[[ Provided information, beginning ]]
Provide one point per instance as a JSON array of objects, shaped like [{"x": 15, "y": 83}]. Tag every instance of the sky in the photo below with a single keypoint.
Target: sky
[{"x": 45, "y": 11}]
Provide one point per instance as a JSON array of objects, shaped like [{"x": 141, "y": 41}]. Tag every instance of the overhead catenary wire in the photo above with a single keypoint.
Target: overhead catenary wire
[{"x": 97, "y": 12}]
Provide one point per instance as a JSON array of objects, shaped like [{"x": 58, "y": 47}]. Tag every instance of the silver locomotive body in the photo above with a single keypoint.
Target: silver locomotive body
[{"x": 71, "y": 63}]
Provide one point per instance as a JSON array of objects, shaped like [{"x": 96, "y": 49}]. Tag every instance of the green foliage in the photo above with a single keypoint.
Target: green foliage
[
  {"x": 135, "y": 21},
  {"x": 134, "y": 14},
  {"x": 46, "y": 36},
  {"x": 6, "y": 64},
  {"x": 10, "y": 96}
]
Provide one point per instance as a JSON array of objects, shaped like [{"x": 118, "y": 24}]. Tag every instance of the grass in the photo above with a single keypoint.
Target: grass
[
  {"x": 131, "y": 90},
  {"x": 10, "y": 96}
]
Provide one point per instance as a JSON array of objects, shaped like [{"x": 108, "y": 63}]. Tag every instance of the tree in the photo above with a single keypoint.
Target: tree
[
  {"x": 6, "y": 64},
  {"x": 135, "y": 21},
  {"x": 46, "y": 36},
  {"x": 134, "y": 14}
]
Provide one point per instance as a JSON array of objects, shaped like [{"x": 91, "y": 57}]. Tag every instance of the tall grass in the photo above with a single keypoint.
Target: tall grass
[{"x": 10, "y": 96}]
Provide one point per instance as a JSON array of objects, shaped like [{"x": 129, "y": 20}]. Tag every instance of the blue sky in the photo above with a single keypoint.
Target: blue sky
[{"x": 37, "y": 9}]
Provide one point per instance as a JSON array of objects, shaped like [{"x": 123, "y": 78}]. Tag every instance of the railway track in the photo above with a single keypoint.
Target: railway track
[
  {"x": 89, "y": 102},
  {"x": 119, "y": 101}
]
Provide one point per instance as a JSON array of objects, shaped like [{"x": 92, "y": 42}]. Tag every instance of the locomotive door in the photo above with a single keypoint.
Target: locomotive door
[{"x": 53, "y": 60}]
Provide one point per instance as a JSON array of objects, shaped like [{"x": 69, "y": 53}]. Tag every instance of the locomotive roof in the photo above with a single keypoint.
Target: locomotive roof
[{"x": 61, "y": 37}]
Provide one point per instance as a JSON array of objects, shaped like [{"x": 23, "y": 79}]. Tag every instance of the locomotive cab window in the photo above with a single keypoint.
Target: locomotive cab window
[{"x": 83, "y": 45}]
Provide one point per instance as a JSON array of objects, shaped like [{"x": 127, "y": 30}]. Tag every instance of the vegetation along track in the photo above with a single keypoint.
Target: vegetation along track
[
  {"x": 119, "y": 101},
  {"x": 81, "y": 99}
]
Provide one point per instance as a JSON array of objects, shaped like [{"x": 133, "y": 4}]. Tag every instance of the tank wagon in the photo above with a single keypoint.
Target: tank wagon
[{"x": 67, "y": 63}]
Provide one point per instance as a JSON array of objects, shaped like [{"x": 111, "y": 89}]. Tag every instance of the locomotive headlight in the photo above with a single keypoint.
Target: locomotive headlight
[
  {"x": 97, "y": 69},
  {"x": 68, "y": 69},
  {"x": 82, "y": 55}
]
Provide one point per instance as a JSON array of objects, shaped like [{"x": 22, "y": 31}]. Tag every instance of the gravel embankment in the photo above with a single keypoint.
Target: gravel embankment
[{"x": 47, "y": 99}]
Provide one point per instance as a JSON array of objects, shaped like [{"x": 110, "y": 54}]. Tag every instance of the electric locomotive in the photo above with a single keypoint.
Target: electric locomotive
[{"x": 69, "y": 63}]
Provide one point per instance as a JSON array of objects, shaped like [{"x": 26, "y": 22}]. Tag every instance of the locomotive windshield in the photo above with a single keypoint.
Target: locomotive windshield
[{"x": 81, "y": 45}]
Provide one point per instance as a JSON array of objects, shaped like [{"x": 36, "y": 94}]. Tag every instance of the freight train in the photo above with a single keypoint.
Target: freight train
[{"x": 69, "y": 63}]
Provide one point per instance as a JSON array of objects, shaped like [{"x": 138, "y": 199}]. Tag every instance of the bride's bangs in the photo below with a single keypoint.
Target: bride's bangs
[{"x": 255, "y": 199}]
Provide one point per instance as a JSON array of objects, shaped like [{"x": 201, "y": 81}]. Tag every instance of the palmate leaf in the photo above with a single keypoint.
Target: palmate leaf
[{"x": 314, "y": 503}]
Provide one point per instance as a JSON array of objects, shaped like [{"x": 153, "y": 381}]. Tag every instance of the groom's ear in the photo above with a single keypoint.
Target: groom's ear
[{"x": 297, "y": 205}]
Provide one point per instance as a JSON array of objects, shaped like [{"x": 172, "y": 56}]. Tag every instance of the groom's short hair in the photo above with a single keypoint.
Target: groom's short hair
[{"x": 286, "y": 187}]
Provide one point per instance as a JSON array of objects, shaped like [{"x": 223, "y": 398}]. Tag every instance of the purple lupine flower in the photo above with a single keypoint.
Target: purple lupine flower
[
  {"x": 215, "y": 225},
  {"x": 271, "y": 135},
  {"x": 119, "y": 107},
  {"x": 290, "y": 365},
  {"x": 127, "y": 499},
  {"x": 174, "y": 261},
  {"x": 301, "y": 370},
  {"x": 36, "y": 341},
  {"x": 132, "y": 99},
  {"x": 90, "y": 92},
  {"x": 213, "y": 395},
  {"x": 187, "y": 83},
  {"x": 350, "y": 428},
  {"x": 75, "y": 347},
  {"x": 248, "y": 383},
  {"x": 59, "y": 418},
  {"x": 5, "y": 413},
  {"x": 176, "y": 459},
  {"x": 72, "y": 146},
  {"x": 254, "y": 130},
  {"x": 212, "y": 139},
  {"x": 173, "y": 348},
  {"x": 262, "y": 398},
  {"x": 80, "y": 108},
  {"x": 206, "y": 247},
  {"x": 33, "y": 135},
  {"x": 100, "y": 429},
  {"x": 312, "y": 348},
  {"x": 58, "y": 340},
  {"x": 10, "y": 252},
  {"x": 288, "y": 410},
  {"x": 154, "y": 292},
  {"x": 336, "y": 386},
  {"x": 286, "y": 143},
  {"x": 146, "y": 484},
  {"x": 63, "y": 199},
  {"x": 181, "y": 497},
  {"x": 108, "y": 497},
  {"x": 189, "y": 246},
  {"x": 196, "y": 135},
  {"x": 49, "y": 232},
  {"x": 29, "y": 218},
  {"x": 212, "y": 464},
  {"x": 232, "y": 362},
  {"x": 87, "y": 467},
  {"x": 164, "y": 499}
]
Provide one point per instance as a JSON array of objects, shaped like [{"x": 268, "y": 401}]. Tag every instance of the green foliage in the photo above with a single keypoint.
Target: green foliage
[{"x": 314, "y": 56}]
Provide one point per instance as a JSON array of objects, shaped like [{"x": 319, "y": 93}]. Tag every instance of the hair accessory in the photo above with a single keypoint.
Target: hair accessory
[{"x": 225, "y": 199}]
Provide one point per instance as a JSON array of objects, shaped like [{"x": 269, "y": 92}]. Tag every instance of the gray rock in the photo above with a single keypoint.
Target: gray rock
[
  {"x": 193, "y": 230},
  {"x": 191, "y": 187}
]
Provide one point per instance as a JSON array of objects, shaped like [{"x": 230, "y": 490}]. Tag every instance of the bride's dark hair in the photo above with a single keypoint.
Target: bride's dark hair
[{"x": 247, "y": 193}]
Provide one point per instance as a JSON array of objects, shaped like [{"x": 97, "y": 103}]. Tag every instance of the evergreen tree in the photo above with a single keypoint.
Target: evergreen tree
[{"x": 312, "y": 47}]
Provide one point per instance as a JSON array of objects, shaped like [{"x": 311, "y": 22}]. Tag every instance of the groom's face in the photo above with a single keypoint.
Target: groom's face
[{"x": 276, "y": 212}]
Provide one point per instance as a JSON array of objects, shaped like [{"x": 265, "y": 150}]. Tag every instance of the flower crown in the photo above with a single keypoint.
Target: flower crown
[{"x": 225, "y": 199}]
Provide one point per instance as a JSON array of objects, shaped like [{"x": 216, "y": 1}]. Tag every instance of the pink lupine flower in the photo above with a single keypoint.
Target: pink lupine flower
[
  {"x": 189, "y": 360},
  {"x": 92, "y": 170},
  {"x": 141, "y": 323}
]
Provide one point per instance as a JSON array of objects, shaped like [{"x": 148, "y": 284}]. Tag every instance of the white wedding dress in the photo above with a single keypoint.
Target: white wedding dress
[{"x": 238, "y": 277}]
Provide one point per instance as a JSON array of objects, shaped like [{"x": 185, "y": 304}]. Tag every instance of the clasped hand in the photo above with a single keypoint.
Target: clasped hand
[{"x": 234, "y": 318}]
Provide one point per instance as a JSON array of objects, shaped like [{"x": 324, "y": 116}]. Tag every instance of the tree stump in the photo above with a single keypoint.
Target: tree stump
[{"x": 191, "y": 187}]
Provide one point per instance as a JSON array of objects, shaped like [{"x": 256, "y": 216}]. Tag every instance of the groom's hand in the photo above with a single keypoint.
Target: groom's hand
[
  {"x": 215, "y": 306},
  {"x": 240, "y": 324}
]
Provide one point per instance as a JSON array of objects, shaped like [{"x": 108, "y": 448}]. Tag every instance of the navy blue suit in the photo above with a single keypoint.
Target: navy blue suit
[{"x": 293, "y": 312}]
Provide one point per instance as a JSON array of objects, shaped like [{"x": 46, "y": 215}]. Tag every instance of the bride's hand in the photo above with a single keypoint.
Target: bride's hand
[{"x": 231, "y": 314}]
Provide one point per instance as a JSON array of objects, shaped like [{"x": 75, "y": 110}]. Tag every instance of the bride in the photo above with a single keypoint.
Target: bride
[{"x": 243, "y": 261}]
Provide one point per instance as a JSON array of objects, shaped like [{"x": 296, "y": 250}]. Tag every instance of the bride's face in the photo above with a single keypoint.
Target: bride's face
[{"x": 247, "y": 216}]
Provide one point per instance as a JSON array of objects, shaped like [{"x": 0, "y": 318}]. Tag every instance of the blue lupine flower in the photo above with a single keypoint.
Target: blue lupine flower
[[ Provided information, end ]]
Work to be completed =
Nothing but the lines from the one that contains "the tree stump" through the end of the data above should appear, each reproduced exactly.

Task answer =
Provide one point per instance as a JSON array of objects, shaped like [{"x": 324, "y": 116}]. Tag every instance of the tree stump in the photo above with a single keypoint.
Target: tree stump
[{"x": 191, "y": 187}]
Provide one point per instance as a JSON array of objects, shaped like [{"x": 256, "y": 216}]. Tag every instance of the groom's hand in the photo above with a single keypoint.
Target: groom's hand
[
  {"x": 215, "y": 306},
  {"x": 240, "y": 324}
]
Provide one point per instance as a JSON array of objects, shaped like [{"x": 108, "y": 448}]. Tag every instance of the navy blue suit in the photo above with a single keypoint.
Target: navy blue suit
[{"x": 293, "y": 312}]
Provide one point per instance as a JSON array of objects, shaped like [{"x": 46, "y": 215}]. Tag every instance of the bride's hand in the photo above with a single keypoint.
Target: bride's hand
[{"x": 231, "y": 314}]
Provide one point per instance as a JSON array of objects, shaped like [{"x": 75, "y": 110}]. Tag every instance of the bride in the photo above with a single keypoint.
Target: bride
[{"x": 243, "y": 261}]
Provide one point per instance as a JSON array of objects, shaped like [{"x": 296, "y": 250}]. Tag every instance of the bride's face in the photo above with a single keypoint.
Target: bride's face
[{"x": 247, "y": 216}]
Provide one point per instance as a JSON array of objects, shaped like [{"x": 0, "y": 318}]. Tag every instance of the blue lupine flower in the photo above with a single keypoint.
Target: blue lupine flower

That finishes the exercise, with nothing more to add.